Records supplied -
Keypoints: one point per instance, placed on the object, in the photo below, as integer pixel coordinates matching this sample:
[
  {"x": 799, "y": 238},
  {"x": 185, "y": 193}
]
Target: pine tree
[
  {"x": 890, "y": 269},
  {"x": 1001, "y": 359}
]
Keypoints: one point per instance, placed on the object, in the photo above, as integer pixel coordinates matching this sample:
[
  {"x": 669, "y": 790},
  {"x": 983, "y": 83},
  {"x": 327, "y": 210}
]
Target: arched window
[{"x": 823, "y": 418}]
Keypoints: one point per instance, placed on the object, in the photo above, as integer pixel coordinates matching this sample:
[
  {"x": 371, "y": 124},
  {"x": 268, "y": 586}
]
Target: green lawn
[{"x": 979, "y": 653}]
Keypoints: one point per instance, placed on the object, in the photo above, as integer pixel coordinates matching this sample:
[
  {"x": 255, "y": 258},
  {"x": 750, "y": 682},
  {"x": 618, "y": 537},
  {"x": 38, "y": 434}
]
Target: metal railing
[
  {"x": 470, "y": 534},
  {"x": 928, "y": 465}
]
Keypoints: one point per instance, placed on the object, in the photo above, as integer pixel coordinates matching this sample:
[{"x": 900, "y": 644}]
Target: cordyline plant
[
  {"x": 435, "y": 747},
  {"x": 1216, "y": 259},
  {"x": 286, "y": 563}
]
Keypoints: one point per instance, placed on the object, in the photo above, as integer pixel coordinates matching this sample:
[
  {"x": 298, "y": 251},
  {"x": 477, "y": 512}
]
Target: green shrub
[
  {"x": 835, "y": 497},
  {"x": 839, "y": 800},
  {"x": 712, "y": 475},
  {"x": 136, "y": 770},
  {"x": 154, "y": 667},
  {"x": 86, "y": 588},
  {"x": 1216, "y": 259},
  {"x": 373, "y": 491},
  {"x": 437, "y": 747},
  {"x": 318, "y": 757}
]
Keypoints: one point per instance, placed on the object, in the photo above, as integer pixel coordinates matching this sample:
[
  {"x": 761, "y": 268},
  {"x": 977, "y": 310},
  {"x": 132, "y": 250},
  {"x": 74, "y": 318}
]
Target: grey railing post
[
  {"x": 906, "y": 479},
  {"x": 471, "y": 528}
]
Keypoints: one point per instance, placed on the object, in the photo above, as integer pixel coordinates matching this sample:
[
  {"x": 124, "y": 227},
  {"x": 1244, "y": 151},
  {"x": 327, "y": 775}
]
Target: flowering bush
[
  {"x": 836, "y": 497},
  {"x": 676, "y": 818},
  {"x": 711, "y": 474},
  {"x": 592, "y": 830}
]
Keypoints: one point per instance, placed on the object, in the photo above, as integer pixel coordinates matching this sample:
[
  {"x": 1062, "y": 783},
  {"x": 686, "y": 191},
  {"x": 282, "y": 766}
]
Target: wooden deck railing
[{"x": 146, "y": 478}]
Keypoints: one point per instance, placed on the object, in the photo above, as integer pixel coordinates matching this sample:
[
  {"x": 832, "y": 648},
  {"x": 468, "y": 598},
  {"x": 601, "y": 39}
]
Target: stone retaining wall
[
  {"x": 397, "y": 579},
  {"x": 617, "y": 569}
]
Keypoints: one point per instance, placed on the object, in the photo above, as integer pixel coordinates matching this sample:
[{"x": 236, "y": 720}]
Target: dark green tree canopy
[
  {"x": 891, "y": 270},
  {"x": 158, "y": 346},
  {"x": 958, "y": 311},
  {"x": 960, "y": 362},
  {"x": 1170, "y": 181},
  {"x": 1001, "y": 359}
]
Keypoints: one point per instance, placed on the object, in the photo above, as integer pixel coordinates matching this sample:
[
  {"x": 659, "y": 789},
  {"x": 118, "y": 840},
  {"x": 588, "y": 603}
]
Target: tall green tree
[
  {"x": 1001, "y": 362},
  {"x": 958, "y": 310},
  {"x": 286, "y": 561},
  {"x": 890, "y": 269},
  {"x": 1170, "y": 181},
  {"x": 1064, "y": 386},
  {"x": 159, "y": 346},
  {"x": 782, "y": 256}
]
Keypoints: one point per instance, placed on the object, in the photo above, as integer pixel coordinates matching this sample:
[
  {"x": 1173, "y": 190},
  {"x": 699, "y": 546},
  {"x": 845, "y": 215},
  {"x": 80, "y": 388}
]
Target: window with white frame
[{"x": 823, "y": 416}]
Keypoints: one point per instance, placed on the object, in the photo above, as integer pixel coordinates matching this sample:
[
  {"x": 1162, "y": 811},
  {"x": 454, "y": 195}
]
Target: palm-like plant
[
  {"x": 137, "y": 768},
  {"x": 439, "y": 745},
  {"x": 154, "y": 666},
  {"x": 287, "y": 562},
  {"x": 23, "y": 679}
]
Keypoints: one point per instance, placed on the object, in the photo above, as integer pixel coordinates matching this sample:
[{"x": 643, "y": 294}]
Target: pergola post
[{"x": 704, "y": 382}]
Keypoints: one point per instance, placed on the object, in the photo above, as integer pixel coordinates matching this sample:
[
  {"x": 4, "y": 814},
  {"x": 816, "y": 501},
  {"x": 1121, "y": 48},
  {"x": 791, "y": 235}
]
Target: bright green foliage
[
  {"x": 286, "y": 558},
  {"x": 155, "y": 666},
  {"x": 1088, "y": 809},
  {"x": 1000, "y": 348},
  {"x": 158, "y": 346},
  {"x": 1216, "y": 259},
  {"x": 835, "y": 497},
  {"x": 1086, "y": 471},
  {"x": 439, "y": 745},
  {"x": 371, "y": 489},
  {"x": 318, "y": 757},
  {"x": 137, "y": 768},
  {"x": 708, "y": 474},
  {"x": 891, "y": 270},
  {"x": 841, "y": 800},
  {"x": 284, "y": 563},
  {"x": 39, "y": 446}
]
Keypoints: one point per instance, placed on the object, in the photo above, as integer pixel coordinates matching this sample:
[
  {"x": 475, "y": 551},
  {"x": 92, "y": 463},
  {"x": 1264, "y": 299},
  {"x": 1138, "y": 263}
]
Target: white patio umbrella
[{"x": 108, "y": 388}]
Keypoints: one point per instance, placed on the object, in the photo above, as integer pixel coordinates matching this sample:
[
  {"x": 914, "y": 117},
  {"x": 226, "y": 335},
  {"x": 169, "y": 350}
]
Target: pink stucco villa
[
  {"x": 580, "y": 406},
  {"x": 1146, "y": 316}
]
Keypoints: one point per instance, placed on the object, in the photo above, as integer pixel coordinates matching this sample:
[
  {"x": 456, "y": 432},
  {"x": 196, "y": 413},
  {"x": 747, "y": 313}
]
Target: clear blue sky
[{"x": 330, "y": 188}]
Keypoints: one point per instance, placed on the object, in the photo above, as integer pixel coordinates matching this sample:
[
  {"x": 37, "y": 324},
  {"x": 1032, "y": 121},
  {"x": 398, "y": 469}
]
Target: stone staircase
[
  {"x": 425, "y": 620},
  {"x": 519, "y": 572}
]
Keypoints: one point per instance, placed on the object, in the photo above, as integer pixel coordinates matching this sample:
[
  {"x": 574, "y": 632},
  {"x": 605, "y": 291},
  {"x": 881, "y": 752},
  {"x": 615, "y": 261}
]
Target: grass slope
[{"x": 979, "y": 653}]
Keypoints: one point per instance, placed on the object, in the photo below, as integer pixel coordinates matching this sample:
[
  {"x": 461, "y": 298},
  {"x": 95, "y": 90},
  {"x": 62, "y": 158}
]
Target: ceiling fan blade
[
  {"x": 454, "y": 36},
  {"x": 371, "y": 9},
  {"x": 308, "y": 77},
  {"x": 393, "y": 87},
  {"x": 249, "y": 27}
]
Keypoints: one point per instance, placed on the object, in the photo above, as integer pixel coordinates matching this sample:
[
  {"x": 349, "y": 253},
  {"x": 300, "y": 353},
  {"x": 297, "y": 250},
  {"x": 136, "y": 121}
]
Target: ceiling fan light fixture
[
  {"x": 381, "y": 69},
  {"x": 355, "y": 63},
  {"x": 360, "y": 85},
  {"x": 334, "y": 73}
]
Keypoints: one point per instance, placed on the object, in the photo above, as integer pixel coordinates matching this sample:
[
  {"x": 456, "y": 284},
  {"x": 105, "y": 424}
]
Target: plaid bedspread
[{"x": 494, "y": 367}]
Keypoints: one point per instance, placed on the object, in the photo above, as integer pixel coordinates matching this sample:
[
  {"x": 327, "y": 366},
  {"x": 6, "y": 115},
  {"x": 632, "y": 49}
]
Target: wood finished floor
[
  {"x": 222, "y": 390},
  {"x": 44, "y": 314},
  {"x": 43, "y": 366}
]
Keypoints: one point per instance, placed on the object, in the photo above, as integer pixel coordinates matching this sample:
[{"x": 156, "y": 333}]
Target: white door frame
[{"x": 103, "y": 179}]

What the task requires - Return every line of the items above that contains the word "green", with case counting.

Response below -
Target: green lawn
Target: green shrub
Target: dark green tree canopy
Target: tall green tree
Target: bright green foliage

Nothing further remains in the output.